* _Objective_: Rewrite every line of the data below, swapping "chandelier" for "ceiling lamp" and leaving everything else as it is.

[Begin Information shown]

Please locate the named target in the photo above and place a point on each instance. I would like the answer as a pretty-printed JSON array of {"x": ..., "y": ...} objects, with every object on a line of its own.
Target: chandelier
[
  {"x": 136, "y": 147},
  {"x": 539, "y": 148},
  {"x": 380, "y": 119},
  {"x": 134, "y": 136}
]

[End Information shown]

* _The completed task_:
Please locate the named target in the photo above and place a point on each instance. I would like the answer as a pretty-printed JSON array of {"x": ..., "y": ...} objects, with every object on a line of its own.
Target: ceiling lamp
[
  {"x": 136, "y": 147},
  {"x": 539, "y": 148},
  {"x": 380, "y": 119},
  {"x": 134, "y": 136}
]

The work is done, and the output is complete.